Work to do.
Please count the lines in the entries below that contain the string "sticker", and reply with the number only.

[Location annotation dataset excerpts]
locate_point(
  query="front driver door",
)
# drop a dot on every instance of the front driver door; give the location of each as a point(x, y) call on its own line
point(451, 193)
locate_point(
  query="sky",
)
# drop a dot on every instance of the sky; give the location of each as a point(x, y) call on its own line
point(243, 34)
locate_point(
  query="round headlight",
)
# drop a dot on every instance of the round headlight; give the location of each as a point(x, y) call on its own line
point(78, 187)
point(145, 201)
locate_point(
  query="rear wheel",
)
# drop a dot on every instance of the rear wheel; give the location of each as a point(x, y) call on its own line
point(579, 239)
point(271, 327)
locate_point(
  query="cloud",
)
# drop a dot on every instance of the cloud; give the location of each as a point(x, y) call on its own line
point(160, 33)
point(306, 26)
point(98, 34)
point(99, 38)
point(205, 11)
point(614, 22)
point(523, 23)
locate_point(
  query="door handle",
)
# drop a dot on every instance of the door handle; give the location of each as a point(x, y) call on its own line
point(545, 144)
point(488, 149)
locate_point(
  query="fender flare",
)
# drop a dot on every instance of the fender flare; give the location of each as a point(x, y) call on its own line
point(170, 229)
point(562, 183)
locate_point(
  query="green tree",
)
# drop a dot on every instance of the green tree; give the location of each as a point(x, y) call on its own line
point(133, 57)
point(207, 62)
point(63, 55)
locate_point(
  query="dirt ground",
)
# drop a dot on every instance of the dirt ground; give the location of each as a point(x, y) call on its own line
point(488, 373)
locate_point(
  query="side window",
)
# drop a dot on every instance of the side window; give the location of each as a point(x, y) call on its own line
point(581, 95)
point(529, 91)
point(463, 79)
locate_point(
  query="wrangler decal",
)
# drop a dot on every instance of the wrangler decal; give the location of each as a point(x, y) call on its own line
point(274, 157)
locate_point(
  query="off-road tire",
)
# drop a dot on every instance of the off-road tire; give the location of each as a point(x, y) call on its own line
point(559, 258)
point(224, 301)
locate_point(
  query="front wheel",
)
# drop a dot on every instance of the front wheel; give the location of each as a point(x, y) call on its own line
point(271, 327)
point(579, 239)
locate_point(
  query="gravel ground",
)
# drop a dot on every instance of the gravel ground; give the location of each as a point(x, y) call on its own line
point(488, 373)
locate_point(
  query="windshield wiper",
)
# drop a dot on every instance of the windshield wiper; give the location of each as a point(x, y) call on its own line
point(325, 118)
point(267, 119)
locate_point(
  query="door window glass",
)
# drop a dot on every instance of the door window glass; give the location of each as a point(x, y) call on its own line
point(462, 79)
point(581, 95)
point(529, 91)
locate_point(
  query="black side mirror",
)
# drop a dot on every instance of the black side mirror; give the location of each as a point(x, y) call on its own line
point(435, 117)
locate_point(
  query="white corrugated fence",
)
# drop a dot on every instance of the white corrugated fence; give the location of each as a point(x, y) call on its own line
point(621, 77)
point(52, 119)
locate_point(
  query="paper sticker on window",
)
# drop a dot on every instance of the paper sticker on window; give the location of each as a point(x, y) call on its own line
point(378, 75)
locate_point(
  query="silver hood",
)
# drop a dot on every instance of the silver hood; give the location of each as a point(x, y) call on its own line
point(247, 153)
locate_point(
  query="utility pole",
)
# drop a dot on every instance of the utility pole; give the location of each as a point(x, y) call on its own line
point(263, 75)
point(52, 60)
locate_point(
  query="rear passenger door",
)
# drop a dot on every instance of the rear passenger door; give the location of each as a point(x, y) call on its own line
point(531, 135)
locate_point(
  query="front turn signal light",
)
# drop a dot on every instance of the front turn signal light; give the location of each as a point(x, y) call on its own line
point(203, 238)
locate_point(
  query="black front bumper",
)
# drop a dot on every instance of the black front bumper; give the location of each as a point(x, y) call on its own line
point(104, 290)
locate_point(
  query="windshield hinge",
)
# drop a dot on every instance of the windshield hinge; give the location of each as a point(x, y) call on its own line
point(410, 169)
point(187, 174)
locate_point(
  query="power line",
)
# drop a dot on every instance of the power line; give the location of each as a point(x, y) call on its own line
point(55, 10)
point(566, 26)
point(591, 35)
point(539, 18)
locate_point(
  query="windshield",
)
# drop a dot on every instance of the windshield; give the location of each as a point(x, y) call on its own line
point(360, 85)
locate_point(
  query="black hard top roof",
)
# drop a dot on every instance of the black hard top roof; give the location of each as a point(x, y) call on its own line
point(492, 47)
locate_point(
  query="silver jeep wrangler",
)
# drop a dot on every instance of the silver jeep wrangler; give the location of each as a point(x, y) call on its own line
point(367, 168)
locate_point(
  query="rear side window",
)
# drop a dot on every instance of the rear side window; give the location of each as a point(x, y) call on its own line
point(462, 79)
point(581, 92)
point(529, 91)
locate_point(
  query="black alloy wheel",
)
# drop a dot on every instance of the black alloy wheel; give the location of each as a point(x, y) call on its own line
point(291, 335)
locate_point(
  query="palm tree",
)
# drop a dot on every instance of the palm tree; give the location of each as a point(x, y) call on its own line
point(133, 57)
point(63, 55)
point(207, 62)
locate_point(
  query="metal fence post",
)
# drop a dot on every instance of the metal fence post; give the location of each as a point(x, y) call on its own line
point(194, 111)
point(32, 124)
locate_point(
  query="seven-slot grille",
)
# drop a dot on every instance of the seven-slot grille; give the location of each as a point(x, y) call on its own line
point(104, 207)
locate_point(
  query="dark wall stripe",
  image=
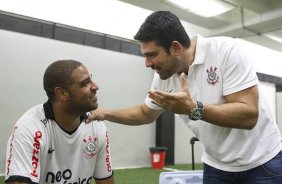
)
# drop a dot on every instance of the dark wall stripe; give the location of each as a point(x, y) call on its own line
point(165, 135)
point(32, 26)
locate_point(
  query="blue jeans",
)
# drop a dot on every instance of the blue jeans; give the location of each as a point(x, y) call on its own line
point(268, 173)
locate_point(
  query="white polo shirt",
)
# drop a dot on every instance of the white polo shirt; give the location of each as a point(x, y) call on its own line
point(39, 151)
point(221, 67)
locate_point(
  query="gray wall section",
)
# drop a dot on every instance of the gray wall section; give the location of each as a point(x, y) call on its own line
point(122, 78)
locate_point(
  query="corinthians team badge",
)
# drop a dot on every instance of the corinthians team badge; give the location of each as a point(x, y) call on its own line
point(212, 76)
point(90, 146)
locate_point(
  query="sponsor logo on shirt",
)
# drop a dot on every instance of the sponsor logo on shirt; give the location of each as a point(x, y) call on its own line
point(108, 162)
point(212, 76)
point(35, 153)
point(44, 121)
point(65, 177)
point(90, 146)
point(10, 151)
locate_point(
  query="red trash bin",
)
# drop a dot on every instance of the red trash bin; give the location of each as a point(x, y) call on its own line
point(158, 157)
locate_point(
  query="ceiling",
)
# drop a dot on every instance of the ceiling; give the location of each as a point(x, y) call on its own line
point(252, 20)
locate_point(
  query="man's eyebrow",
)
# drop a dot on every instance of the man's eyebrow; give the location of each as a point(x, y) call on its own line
point(150, 53)
point(86, 79)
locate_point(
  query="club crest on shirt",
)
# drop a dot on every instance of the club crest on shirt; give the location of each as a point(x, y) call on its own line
point(90, 146)
point(212, 76)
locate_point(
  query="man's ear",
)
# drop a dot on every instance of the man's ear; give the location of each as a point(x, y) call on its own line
point(175, 48)
point(61, 93)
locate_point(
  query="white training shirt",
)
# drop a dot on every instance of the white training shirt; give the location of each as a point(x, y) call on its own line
point(39, 151)
point(222, 67)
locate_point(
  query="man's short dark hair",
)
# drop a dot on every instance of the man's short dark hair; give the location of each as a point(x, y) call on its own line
point(58, 74)
point(163, 27)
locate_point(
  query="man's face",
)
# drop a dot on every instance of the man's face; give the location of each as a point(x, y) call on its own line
point(165, 64)
point(82, 92)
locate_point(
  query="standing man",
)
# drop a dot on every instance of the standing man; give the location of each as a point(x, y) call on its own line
point(212, 84)
point(51, 143)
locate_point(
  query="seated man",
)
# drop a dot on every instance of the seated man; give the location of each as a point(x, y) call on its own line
point(51, 143)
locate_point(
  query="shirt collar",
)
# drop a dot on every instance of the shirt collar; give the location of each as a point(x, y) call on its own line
point(49, 113)
point(200, 53)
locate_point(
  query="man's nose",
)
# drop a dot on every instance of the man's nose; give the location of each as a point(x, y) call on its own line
point(148, 62)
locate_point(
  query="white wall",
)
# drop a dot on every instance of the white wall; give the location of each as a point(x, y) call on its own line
point(279, 109)
point(122, 78)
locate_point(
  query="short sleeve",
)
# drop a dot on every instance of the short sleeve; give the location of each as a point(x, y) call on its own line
point(23, 153)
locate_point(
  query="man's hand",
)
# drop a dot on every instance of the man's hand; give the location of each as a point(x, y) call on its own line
point(176, 102)
point(95, 115)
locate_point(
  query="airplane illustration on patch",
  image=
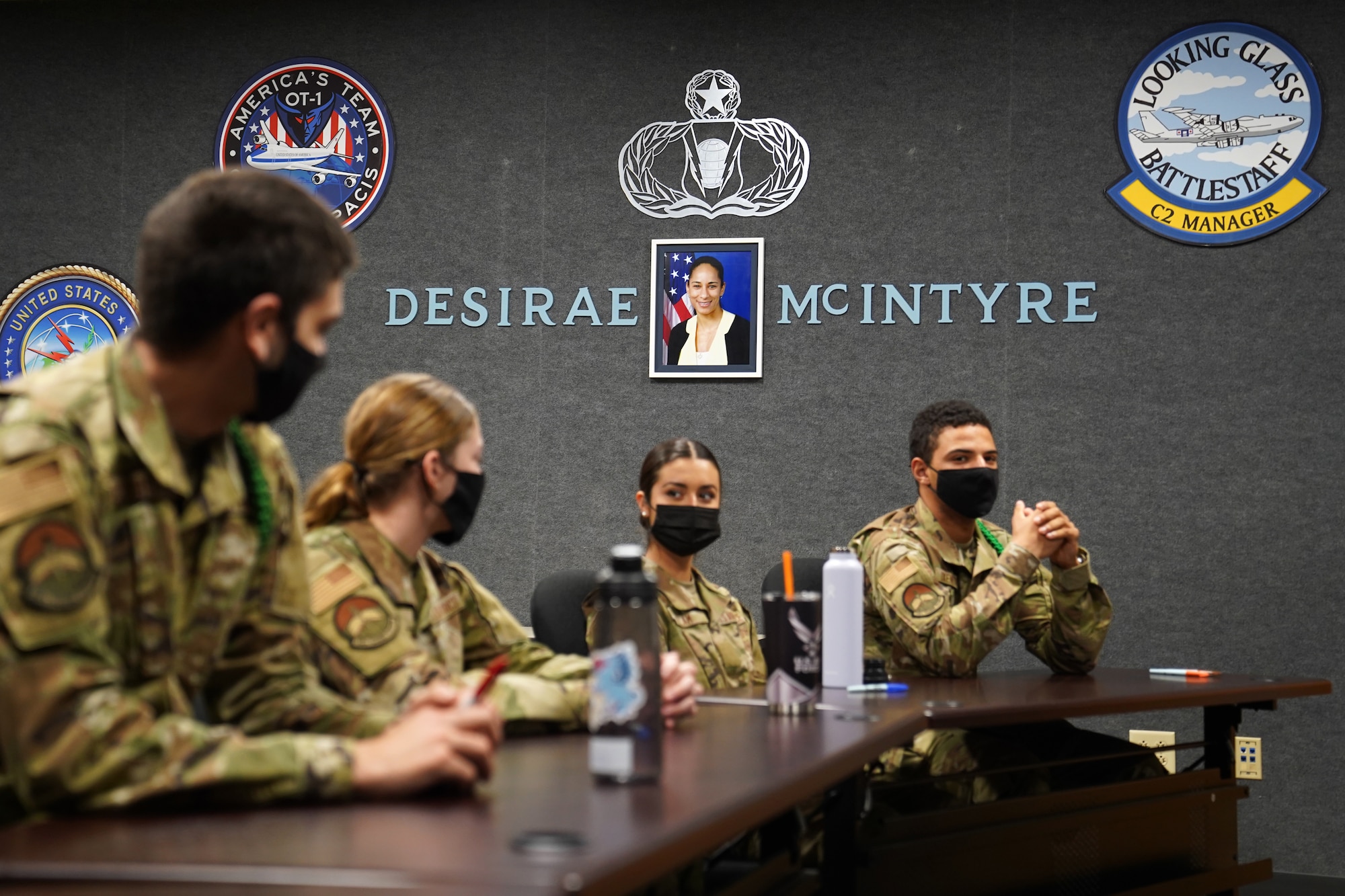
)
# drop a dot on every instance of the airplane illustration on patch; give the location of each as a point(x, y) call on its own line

Task answer.
2